## Written request:
Quote the passage of the business registration guide below between "How to register" and "you stand out?", inclusive.

## Document excerpt:

--- START ---

How to register a business in the US: A step-by-step guide

Starting a business in the United States can be a life-changing endeavor. Whether you’re an entrepreneur with a unique idea or a seasoned business owner looking to expand, understanding the legal, financial, and online presence requirements is essential for success.

This comprehensive guide will walk you through every step, including how to create your website and establish a strong online presence to help grow your business.

1. Choose a Business Idea

Before you dive into the logistics of business creation, it’s essential to have a clear, viable business idea. Start by evaluating your interests, industry trends, and the needs of your target market. Consider:

  • Is there a demand for your product or service?
  • Who are your competitors, and how will you stand out?
  • What skills and expertise do you bring to the table?

Make sure your business idea is backed by keyword research to ensure there is enough demand in your niche.

2. Create a Business Plan

A well-thought-out business plan is essential for any new business. It helps clarify your vision, outline your goals, and secure funding. Include the following:

  • Executive Summary: A concise description of your business and its goals.
  • Market Analysis: Research on your target market, competitors, and potential customers.
  • Business Structure: Will you operate as a sole proprietorship, LLC, or corporation?
  • Marketing Strategy: Plan how you’ll promote your business and attract customers using digital marketing and any other type of effective marketing.

--- END ---

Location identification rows
--- START ---

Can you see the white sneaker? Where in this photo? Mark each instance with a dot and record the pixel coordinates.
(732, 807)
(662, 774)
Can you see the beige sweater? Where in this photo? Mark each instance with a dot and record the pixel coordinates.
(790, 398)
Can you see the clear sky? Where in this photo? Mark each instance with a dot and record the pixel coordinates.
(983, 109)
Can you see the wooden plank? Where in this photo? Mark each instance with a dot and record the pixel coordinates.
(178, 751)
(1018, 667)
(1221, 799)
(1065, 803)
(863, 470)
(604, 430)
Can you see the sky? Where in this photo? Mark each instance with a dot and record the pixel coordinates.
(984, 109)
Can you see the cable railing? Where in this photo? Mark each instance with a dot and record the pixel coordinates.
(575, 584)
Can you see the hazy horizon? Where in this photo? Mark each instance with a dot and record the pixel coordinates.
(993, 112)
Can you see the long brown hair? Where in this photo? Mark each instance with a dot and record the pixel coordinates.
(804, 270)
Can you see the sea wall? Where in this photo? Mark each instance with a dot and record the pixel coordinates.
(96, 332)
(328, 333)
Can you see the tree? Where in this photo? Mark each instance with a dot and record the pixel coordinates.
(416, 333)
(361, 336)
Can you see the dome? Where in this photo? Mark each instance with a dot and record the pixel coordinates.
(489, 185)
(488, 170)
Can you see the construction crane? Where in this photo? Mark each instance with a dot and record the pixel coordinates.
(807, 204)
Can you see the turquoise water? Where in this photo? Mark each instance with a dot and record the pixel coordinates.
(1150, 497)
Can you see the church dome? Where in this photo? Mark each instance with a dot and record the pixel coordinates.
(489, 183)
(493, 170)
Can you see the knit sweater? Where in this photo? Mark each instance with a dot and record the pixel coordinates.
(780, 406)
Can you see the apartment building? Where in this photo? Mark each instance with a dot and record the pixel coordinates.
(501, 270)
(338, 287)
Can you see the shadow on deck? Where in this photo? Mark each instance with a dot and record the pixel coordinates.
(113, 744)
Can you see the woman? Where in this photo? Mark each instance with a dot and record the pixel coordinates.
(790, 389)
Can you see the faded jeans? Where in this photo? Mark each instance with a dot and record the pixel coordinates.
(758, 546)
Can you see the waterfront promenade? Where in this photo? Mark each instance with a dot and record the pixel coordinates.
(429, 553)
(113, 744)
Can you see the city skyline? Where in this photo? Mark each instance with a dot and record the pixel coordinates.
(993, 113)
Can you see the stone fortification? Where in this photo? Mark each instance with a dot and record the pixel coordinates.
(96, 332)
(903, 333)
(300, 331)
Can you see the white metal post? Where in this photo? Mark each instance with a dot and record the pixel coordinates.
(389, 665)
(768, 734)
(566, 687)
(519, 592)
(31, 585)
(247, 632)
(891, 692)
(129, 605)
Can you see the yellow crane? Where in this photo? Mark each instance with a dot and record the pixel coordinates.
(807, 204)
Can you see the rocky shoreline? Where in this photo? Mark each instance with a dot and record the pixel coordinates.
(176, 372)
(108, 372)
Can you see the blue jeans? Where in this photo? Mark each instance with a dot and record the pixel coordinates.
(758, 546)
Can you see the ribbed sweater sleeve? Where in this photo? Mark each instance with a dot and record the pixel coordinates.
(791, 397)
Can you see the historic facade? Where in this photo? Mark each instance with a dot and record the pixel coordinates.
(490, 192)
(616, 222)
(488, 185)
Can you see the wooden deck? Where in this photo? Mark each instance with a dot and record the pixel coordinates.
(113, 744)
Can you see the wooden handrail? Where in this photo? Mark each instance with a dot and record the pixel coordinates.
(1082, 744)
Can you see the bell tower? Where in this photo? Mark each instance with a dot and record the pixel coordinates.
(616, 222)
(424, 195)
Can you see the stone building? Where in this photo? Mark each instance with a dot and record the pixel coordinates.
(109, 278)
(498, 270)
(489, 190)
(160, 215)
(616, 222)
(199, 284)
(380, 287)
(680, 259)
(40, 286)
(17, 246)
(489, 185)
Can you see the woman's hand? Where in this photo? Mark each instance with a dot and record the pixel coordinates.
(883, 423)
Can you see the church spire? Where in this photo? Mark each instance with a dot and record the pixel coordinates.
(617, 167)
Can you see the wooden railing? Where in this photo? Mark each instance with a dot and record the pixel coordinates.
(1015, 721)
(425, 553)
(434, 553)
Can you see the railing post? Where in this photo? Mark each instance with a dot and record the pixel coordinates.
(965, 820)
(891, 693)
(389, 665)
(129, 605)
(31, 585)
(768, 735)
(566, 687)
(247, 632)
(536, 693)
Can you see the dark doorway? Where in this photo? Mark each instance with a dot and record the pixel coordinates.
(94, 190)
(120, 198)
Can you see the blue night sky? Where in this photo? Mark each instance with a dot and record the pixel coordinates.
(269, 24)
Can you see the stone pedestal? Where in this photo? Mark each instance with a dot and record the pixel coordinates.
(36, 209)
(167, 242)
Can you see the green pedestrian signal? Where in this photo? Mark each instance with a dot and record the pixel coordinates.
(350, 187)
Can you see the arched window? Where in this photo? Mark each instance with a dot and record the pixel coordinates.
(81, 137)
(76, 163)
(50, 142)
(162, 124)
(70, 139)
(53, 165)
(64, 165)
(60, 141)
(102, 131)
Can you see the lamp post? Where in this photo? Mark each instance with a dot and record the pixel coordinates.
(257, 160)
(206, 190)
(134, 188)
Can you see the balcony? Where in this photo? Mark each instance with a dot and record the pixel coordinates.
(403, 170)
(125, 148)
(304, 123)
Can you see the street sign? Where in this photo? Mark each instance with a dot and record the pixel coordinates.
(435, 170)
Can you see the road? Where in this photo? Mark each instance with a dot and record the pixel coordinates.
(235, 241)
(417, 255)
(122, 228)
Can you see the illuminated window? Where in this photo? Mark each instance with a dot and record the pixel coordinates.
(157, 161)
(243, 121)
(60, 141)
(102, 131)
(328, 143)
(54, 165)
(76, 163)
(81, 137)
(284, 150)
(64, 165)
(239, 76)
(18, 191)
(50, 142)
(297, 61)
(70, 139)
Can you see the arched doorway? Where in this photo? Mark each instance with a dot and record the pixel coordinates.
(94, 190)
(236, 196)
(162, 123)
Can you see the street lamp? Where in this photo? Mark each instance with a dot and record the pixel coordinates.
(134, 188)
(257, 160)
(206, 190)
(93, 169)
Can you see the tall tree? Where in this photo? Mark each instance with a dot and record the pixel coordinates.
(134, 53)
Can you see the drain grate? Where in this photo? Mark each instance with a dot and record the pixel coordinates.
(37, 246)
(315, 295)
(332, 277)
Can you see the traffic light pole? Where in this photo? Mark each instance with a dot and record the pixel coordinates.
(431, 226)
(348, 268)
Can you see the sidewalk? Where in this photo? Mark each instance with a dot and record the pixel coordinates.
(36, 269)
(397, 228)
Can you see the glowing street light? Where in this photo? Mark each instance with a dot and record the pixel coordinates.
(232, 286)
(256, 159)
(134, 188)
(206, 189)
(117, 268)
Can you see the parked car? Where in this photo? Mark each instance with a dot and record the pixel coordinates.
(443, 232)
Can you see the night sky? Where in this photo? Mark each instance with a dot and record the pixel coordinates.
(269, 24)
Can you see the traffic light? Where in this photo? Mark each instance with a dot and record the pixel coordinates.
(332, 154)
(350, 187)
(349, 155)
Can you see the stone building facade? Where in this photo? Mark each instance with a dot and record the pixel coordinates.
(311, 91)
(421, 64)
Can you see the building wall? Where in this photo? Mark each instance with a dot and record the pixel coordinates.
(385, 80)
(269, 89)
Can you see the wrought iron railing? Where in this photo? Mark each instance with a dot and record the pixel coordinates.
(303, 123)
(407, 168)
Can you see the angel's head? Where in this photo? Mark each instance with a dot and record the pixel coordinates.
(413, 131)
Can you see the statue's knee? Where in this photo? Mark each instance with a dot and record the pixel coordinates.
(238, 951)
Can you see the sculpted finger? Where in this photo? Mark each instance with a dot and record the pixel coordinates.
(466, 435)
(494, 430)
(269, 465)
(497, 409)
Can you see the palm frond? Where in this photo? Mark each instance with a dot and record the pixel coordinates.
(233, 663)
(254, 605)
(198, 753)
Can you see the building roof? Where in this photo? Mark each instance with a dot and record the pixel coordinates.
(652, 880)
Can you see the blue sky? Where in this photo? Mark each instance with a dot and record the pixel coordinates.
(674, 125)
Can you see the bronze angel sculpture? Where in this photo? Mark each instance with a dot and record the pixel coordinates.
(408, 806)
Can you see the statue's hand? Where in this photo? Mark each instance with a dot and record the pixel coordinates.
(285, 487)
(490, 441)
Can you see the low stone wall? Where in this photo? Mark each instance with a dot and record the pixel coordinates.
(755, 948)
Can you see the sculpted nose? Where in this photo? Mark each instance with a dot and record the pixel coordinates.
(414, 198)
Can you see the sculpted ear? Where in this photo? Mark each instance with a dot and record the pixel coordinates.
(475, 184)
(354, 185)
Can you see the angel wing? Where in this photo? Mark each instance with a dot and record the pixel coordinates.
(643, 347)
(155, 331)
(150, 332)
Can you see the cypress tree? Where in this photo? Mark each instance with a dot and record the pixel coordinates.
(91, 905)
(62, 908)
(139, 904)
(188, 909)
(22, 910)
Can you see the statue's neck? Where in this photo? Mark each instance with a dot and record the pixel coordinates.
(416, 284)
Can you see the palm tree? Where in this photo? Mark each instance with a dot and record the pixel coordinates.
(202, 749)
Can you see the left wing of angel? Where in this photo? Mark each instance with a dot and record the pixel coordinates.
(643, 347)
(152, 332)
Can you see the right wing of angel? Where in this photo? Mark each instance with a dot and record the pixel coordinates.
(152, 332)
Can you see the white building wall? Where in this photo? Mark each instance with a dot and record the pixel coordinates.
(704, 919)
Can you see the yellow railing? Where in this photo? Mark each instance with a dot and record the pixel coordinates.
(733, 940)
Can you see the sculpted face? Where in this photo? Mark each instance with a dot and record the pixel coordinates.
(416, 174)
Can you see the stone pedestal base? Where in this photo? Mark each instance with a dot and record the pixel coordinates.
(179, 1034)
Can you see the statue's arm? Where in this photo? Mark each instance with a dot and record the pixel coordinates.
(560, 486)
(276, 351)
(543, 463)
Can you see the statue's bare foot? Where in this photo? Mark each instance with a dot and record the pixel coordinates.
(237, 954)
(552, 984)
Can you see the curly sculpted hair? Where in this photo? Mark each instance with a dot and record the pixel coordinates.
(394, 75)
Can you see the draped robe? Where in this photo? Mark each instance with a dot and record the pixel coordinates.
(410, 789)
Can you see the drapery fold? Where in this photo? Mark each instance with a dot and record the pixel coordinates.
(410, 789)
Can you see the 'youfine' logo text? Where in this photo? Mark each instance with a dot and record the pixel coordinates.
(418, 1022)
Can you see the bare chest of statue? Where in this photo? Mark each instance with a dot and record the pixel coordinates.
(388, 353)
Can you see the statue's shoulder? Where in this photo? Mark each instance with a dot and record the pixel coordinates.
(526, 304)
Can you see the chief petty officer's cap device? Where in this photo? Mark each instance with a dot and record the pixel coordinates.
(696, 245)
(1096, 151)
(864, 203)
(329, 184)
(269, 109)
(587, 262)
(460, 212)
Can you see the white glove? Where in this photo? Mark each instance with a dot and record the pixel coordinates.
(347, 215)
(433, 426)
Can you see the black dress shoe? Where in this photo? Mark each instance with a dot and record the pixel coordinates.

--- END ---

## Reply to the exercise:
How to register a business in the US: A step-by-step guide

Starting a business in the United States can be a life-changing endeavor. Whether you’re an entrepreneur with a unique idea or a seasoned business owner looking to expand, understanding the legal, financial, and online presence requirements is essential for success.

This comprehensive guide will walk you through every step, including how to create your website and establish a strong online presence to help grow your business.

1. Choose a Business Idea

Before you dive into the logistics of business creation, it’s essential to have a clear, viable business idea. Start by evaluating your interests, industry trends, and the needs of your target market. Consider:

  • Is there a demand for your product or service?
  • Who are your competitors, and how will you stand out?